By Nancy Lapid, Reuters Health


April 20, 2009

 

An Australian study shows that fewer women are using hormone replacement therapy (HRT) for relief of menopause symptoms. Instead, women are turning to untested; un approved "alternative" treatments.


These data come from the South Australian Health Omnibus Study, in which thousands of volunteers have been interviewed regularly since 1991. According to a report in the medical journal Climacteric, the use of HRT among female subjects in the study peaked in 2000, when 22 percent of women over the age of 50 years were receiving it. 


In 2004, according to the article, only 15.8 percent of women over 50 were using HRT, but use of untested alternatives was still rare. By 2008, however, conventional HRT use in women over 50 had fallen even further, to 11.8 percent, and the number of women taking unapproved treatments such as "bioidentical hormone therapies" or herbal supplements had climbed to 4.0 percent.


The decline since 2000, say the researchers, can be linked with confusing early reports from a large American study called the Women's Health Initiative (WHI), which was halted ahead of schedule when it appeared that HRT produced adverse effects rather than benefits. 


Since then, the authors say, "Despite more recent reassuring data and a reinterpretation of the Women's Health Initiative results, with a more favorable risk/benefit balance for the vast majority of women who initiate hormone therapy near menopause, the media and public image of hormone therapy has often remained cynical, uninformed or misinformed."


Dr. Alistair H. MacLennan at the University of Adelaide, the lead author of the Australian report, explained to Reuters Health by email that participants in the Women's Health Initiative were, on average, 13 or 14 years past menopause when the study began. At that time, he said, researchers had not yet realized "that HRT can prevent the thickening of the arteries which accelerates after menopause when oestrogen levels rapidly fall," but only if treatment begins within roughly five years after menopause. In women who are well past menopause, such as the Women's Health Initiative subjects, "HRT cannot bore out blocked arteries or effectively help arteries already diseased and damaged with postmenopausal atherosclerosis," he said. 


Unfortunately, MacLennan and his colleagues found that among today's women in the 50-to-59-year age group period that is "the best and safest period" for starting HRT - 7.7 percent of women use unregistered, unconventional hormone therapies. 


MacLennan also pointed out that risk statistics in medical studies often refer to "relative risk," which shows the risk compared to a control group. "To know if it is clinically significant" - that is, if the result is worth a life-altering change - "one needs to calculate the absolute risk." 


"The relative risk in the Women's Health Initiative was 1.26 and was (frighteningly) and wrongly interpreted by some media and public (to mean) that 26 percent of women would have breast cancer on HRT. The risk actually depends on the individual's background risk for breast cancer and what HRT regimen she is taking and for how long," MacLennan said. 


For example," he continued, in the Women's Health Initiative the absolute risk of breast cancer after 5.6 years of combined estrogen and progestin therapy was increased by less than 0.1 percent per year, which "may to some women on combined HRT be worth the advantages, e.g., quality of life, bone, and possibly heart and brain protection."


In an editorial, Dr. David Sturdee, President of the International Menopause Society, advises, "It's extremely important that women receive the correct treatment, rather than try something which may have no effect or may even be harmful. I'd urge women to contact their doctor before starting any treatment for menopause symptoms."

## EXTRACTED MATERIAL
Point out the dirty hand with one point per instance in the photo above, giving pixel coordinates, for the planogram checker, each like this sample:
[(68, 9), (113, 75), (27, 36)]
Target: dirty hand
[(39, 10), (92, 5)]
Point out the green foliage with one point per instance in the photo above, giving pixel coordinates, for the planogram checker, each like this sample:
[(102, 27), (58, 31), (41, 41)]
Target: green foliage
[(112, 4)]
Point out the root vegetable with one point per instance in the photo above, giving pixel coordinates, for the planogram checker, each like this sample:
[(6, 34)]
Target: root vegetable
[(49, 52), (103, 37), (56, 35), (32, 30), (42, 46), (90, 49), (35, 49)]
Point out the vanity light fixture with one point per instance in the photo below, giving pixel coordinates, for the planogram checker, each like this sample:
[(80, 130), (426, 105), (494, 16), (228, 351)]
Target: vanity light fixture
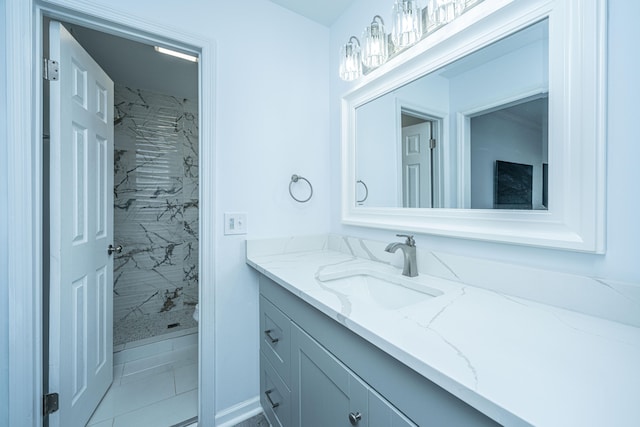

## TO DO
Reproduce the passage of the hormone therapy article from "In 2004, according" to "rather than benefits.". The listing has no connection to the text.

## RESPONSE TO THE EXERCISE
In 2004, according to the article, only 15.8 percent of women over 50 were using HRT, but use of untested alternatives was still rare. By 2008, however, conventional HRT use in women over 50 had fallen even further, to 11.8 percent, and the number of women taking unapproved treatments such as "bioidentical hormone therapies" or herbal supplements had climbed to 4.0 percent.


The decline since 2000, say the researchers, can be linked with confusing early reports from a large American study called the Women's Health Initiative (WHI), which was halted ahead of schedule when it appeared that HRT produced adverse effects rather than benefits.